[Collected data]
§

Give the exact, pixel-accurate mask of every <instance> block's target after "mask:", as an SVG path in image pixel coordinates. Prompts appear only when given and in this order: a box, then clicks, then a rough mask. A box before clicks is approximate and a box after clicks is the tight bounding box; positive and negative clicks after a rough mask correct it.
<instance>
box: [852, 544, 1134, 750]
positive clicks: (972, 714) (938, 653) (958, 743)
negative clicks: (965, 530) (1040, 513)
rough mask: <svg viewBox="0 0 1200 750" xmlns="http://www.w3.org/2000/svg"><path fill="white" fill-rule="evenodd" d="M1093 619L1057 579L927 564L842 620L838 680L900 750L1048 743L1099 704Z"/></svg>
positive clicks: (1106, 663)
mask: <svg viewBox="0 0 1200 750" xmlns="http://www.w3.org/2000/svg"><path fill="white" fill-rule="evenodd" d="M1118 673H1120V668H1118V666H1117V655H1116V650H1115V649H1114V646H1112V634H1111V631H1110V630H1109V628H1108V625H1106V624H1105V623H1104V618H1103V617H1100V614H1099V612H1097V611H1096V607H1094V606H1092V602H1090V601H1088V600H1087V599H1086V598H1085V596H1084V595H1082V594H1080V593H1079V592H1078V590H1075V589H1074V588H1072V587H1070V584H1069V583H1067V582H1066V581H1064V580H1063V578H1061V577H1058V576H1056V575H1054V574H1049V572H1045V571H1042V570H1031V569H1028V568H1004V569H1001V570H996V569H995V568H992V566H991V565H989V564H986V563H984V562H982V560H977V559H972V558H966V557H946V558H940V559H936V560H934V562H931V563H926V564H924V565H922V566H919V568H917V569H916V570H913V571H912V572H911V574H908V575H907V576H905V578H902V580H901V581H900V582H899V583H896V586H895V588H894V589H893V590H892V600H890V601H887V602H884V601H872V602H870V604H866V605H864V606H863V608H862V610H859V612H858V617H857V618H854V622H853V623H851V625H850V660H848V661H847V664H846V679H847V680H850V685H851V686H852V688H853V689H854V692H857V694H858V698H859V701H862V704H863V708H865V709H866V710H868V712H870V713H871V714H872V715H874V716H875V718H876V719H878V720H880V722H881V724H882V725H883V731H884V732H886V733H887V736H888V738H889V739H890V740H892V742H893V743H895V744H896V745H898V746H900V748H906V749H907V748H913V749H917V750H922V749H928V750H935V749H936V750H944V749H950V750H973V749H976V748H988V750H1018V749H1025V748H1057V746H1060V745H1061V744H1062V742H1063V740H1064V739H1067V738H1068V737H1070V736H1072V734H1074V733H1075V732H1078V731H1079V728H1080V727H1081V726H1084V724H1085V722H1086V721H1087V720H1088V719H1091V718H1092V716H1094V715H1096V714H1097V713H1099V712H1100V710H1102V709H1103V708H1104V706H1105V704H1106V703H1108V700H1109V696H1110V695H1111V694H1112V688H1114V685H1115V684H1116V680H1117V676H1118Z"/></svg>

§

◆ DIRECTIONS FOR THIS TASK ◆
Word for word, set down all the lines above.

◆ OUTPUT FOR THIS TASK ◆
Give the exact, pixel-accurate mask of every <instance> block's target after "mask:", as an SVG path in image pixel coordinates. Prompts appear only when given and in this order: a box, then clicks, then a rough mask. A box before clicks is approximate and a box after clicks is the tight bounding box; positive and negative clicks after a rough mask correct it.
<instance>
box: [852, 544, 1134, 750]
positive clicks: (972, 714) (938, 653) (958, 743)
negative clicks: (965, 530) (1040, 513)
rough mask: <svg viewBox="0 0 1200 750" xmlns="http://www.w3.org/2000/svg"><path fill="white" fill-rule="evenodd" d="M1093 619L1057 579L927 564L842 620L838 680L900 750L1048 743L1099 704Z"/></svg>
positive clicks: (1106, 663)
mask: <svg viewBox="0 0 1200 750" xmlns="http://www.w3.org/2000/svg"><path fill="white" fill-rule="evenodd" d="M1118 673H1120V668H1118V666H1117V655H1116V650H1115V649H1114V646H1112V634H1111V631H1110V630H1109V628H1108V625H1106V624H1105V623H1104V618H1103V617H1100V614H1099V612H1097V611H1096V607H1094V606H1092V602H1090V601H1088V600H1087V599H1086V598H1085V596H1084V595H1082V594H1080V593H1079V592H1078V590H1075V589H1074V588H1072V587H1070V584H1069V583H1067V582H1066V581H1064V580H1063V578H1061V577H1058V576H1056V575H1054V574H1049V572H1045V571H1042V570H1031V569H1028V568H1004V569H1001V570H996V569H995V568H992V566H991V565H989V564H986V563H984V562H982V560H977V559H972V558H966V557H946V558H940V559H936V560H934V562H931V563H926V564H924V565H922V566H919V568H917V569H916V570H913V571H912V572H911V574H908V575H907V576H905V578H902V580H901V581H900V582H899V583H896V586H895V588H894V589H893V590H892V600H890V601H887V602H884V601H872V602H870V604H866V605H864V606H863V608H862V610H859V612H858V617H857V618H854V622H853V623H851V625H850V660H848V661H847V664H846V679H847V680H850V685H851V686H852V688H853V689H854V692H857V694H858V698H859V701H862V704H863V708H865V709H866V710H868V712H870V713H871V714H872V715H874V716H875V718H876V719H878V720H880V722H881V724H882V725H883V731H884V732H886V733H887V736H888V738H889V739H890V740H892V742H893V743H895V744H896V745H898V746H900V748H906V749H907V748H913V749H917V750H922V749H928V750H935V749H936V750H944V749H950V750H973V749H976V748H988V750H1018V749H1025V748H1057V746H1060V745H1061V744H1062V742H1063V740H1064V739H1067V738H1068V737H1070V736H1072V734H1074V733H1075V732H1078V731H1079V728H1080V727H1081V726H1084V724H1085V722H1086V721H1087V720H1088V719H1091V718H1092V716H1094V715H1096V714H1097V713H1099V712H1100V710H1102V709H1103V708H1104V706H1105V704H1106V703H1108V700H1109V696H1110V695H1111V694H1112V688H1114V685H1115V684H1116V680H1117V676H1118Z"/></svg>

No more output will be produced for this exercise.